• _DATA LISTING_
====

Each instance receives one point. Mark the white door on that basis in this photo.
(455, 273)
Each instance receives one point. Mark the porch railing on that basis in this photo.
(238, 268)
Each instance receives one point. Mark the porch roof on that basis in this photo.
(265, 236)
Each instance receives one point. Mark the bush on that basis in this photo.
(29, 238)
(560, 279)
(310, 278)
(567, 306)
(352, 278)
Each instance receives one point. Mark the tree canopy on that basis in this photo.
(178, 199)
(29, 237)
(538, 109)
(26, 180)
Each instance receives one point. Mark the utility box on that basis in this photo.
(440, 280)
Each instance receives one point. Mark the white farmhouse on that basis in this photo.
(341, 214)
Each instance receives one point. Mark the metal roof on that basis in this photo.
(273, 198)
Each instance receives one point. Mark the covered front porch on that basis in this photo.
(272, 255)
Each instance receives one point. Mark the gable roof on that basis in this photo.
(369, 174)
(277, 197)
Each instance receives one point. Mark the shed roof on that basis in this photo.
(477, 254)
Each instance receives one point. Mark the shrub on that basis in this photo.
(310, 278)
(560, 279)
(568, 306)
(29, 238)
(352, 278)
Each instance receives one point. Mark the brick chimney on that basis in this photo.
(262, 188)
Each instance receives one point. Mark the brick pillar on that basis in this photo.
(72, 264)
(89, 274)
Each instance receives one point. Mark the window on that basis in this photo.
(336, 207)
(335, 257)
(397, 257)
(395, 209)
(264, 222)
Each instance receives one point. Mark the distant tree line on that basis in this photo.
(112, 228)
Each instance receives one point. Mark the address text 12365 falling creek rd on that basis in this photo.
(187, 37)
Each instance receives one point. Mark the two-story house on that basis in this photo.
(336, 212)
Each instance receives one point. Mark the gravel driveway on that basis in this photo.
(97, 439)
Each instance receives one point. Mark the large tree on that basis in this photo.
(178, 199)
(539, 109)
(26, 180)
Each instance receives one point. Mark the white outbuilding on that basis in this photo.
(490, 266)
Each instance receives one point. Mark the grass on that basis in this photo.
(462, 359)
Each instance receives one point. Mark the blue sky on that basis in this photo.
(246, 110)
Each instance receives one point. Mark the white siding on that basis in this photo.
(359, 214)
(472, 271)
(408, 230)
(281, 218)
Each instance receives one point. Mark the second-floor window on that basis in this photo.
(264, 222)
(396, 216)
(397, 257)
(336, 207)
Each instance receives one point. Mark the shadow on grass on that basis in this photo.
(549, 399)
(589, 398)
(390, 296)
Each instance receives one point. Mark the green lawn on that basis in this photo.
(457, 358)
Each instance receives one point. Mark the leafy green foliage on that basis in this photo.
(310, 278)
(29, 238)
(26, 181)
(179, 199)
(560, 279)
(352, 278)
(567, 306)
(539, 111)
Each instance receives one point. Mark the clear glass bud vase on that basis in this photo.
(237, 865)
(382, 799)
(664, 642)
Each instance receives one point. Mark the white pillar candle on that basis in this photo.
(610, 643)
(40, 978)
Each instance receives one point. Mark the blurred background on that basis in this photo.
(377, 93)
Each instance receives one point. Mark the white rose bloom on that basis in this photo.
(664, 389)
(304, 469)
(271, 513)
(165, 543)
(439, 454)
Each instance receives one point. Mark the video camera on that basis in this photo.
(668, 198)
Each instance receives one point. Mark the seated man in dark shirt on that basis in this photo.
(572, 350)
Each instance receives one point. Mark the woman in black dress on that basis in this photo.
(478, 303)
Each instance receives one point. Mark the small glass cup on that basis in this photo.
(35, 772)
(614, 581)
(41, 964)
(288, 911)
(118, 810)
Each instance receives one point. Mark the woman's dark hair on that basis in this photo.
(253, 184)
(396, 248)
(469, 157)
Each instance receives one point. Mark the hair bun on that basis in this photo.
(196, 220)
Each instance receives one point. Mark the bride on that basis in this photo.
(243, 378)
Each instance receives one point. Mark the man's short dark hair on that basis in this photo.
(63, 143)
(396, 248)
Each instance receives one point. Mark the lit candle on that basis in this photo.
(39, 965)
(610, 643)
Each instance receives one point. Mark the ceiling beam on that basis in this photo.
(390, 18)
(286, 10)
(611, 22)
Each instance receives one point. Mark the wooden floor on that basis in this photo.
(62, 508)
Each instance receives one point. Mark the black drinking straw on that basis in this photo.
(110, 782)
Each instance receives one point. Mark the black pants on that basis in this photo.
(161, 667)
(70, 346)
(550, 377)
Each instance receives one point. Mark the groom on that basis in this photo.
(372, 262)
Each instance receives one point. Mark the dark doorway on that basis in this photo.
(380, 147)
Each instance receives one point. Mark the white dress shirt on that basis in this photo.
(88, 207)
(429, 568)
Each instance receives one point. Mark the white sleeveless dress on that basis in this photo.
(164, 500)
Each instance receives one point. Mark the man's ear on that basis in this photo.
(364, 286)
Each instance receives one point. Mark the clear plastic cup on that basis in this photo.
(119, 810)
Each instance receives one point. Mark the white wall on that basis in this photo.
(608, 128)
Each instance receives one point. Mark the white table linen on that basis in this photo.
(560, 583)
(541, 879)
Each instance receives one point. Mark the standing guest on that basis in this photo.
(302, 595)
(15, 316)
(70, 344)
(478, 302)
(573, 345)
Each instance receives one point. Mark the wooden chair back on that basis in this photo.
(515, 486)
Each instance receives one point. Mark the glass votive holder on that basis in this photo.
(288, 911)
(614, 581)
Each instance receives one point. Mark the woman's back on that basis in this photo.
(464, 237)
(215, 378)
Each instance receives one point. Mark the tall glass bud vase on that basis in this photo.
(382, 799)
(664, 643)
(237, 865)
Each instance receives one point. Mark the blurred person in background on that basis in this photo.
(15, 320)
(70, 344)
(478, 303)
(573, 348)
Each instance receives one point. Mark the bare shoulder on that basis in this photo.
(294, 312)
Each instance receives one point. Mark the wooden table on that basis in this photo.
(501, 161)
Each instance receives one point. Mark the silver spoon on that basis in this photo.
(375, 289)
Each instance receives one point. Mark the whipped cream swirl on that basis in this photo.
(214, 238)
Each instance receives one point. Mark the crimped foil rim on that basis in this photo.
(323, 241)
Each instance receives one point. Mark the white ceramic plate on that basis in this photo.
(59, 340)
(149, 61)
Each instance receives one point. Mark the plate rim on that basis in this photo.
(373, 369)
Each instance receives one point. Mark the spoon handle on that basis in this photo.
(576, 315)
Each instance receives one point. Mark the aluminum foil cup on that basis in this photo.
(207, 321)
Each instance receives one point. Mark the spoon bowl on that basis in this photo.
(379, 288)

====

Reproduce the entire listing above verbatim, changing nothing.

• _RIGHT ANSWER_
Each instance receives one point. Mark the white door on that basis in this photo.
(455, 273)
Each instance receives one point. Mark the porch railing on that basis in this photo.
(238, 268)
Each instance receives one point. Mark the porch roof on that basis in this photo.
(265, 236)
Each instance receives one point. Mark the bush on that basis in this photo.
(29, 238)
(560, 279)
(310, 278)
(567, 306)
(352, 278)
Each instance receives one point. Mark the tree canopy on that basis in this photo.
(178, 199)
(29, 237)
(538, 109)
(26, 180)
Each instance receives one point. Mark the utility box on that basis in this photo.
(440, 280)
Each instance receives one point. Mark the white farmhouse on that basis in this photo.
(341, 214)
Each instance receives one point. Mark the metal roof on that basis in this photo.
(273, 198)
Each instance receives one point. Mark the covered front porch on that basis in this photo.
(272, 255)
Each instance receives one point. Mark the gable roof on that basis in this photo.
(369, 174)
(277, 197)
Each instance receives one point. Mark the shed roof on that basis in this photo.
(477, 254)
Each instance receives one point. Mark the shrub on that basis in this photo.
(310, 278)
(560, 279)
(568, 306)
(29, 238)
(352, 278)
Each instance receives one point. Mark the brick chimney on that basis in this photo.
(262, 188)
Each instance receives one point. Mark the brick pillar on that basis in this photo.
(72, 264)
(89, 274)
Each instance receives one point. Mark the window on that basis in this photo.
(336, 207)
(335, 257)
(397, 257)
(395, 209)
(264, 222)
Each instance receives one point. Mark the distant tree line on that basis in this photo.
(112, 228)
Each instance receives one point. Mark the address text 12365 falling creek rd on that basis in this photo.
(187, 37)
Each instance receives one point. Mark the two-story house on that basis in this photo.
(336, 212)
Each instance receives one point. Mark the gravel driveway on that basis in this photo.
(97, 439)
Each instance receives one point. Mark the large tree on that basis in this photo.
(178, 199)
(539, 109)
(26, 180)
Each instance receives one point. Mark the white outbuilding on that basis in this photo.
(490, 266)
Each instance receives one point. Mark the grass on that basis in this photo.
(462, 359)
Each instance receives one point. Mark the blue sky on that basis in this photo.
(246, 110)
Each instance receives one point. Mark the white siding on that basis in this photo.
(359, 214)
(472, 271)
(408, 230)
(281, 218)
Each instance receives one point. Mark the second-floor window on that basis in this photo.
(264, 222)
(396, 216)
(397, 257)
(336, 207)
Each instance receives one point. Mark the shadow on grass on that basis in this photo.
(549, 399)
(589, 398)
(390, 296)
Each instance receives one point. Mark the green lawn on that basis in this photo.
(457, 358)
Each instance receives one point. Mark the leafy green foliage on that basis in this photo.
(310, 278)
(29, 238)
(26, 181)
(179, 199)
(560, 279)
(352, 278)
(567, 306)
(539, 111)
Each instance receives one point. Mark the clear glass bud vase on that basis in this photo.
(237, 865)
(382, 799)
(664, 642)
Each instance receives one point. Mark the white pillar candle on that basis in this photo.
(610, 643)
(40, 978)
Each instance receives one point. Mark the blurred background on that basis in this photo.
(377, 93)
Each instance receives one point. Mark the white rose bloom on that basis in this photo.
(664, 389)
(304, 469)
(271, 513)
(165, 543)
(439, 454)
Each instance receives one point. Mark the video camera on that basis in this photo.
(668, 198)
Each instance receives one point. Mark the seated man in dark shirt on that basis in this photo.
(572, 350)
Each instance receives one point. Mark the woman in black dress on that basis in this photo.
(478, 303)
Each instance receives one point. Mark the small glass cup on that basis in this photo.
(35, 772)
(614, 581)
(41, 964)
(288, 911)
(118, 810)
Each instance receives one point. Mark the woman's dark hair on that basis in this photo.
(253, 184)
(396, 248)
(469, 157)
Each instance receives one point. Mark the hair bun on that basis in this photo.
(196, 220)
Each instance receives one point. Mark the bride on that basis in this photo.
(243, 378)
Each instance receives one point. Mark the man's short dark hair on that basis in this photo.
(63, 143)
(396, 248)
Each instance receives one point. Mark the lit candle on that basis in this photo.
(39, 965)
(610, 643)
Each instance receives one point. Mark the ceiling beam on that basis in this photo.
(390, 18)
(286, 10)
(611, 22)
Each instance receives one point. Mark the wooden floor on that basis in this photo.
(62, 508)
Each instance receives one point. Mark the black drinking straw on that basis in this photo.
(110, 782)
Each instance receives one point. Mark the black pants on that basis in this photo.
(161, 667)
(70, 346)
(550, 377)
Each instance receives one point. Mark the groom on that basis in this photo.
(372, 262)
Each instance receives one point. Mark the dark doorway on that basis in this photo.
(380, 147)
Each instance receives one point. Mark the white dress shirt on that basis in this photo.
(88, 207)
(429, 568)
Each instance receives one point. Mark the white sleeveless dress on that basis in this photo.
(164, 500)
Each instance receives one point. Mark the man's ear on that basis in this photo.
(364, 286)
Each instance receives one point. Mark the clear plastic cup on that basis in this photo.
(119, 810)
Each instance receives one point. Mark the white wall on that basis in this photo.
(608, 128)
Each instance receives one point. Mark the white table linen on that basis in this photo.
(560, 583)
(541, 879)
Each instance receives one point. Mark the standing guest on that basis in this photo.
(302, 595)
(15, 316)
(70, 344)
(478, 302)
(573, 345)
Each instance receives one point. Mark the wooden chair back on that basis in this photo.
(515, 486)
Each instance receives one point. Mark the glass votive holder on that basis in this photo.
(288, 911)
(614, 581)
Each instance receives one point. Mark the woman's back on that basis in this photo.
(464, 237)
(215, 378)
Each instance receives one point. Mark the tall glass bud vase on that basis in this photo.
(382, 799)
(664, 643)
(237, 865)
Each instance receives one point. Mark the blurred person in background on that basis in this photo.
(15, 320)
(70, 344)
(478, 303)
(573, 348)
Each instance receives one point. Mark the bare shoulder on that basis in this photo.
(294, 312)
Each instance receives one point. Mark the wooden table on that basis in this photo.
(501, 161)
Each instance receives one point. Mark the silver spoon on that basis in this photo.
(375, 289)
Each instance receives one point. Mark the whipped cream swirl on that basis in this photo.
(214, 238)
Each instance receives one point. Mark the crimped foil rim on that basis in this photo.
(323, 241)
Each instance receives one point. Mark the white ceramic plate on that basis in this photo.
(59, 340)
(149, 61)
Each instance receives one point. Mark the plate rim on that basis in this photo.
(373, 369)
Each instance receives one point. Mark the spoon handle on that basis in this photo.
(576, 315)
Each instance receives one point. Mark the aluminum foil cup on that basis in this photo.
(207, 321)
Each instance receives one point. Mark the spoon bowl on that basis in this photo.
(379, 288)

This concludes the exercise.